# What is expected:
Repeat exactly the lines of the listing below, please, starting with the first and ending with the line containing "Answer as a"; leave out the rest.

# # #

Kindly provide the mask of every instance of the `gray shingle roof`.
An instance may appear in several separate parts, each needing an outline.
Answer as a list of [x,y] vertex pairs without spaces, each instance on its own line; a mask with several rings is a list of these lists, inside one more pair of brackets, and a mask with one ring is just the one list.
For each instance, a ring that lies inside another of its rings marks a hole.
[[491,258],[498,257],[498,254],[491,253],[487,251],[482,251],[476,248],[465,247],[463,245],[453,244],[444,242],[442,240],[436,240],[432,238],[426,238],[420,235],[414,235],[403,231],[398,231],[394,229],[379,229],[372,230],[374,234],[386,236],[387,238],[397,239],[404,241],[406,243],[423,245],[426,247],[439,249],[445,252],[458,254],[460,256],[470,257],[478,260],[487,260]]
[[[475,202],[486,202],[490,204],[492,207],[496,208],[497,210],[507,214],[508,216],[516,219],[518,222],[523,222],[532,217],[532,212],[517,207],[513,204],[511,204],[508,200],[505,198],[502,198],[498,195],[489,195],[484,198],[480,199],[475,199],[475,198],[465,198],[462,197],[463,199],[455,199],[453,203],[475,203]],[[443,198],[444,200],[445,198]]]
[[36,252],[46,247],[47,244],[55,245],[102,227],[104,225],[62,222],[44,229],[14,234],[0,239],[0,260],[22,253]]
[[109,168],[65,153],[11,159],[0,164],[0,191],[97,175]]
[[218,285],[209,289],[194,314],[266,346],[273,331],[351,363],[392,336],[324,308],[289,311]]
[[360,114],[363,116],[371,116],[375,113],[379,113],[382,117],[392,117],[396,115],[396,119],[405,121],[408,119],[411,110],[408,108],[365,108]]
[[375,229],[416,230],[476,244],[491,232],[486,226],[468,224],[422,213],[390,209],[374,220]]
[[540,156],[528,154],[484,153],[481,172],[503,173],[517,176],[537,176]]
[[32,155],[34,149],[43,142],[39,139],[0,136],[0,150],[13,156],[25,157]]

# # #

# Response for this exercise:
Kindly provide the mask of every instance of the `gray shingle roof`.
An instance may appear in several separate parts, each needing an outline.
Answer as a list of [x,y] vertex pairs without spaces, each instance on its own line; a mask with several rings is a list of these lists, inside one more pair of brackets, and a mask with one ring is just the one list.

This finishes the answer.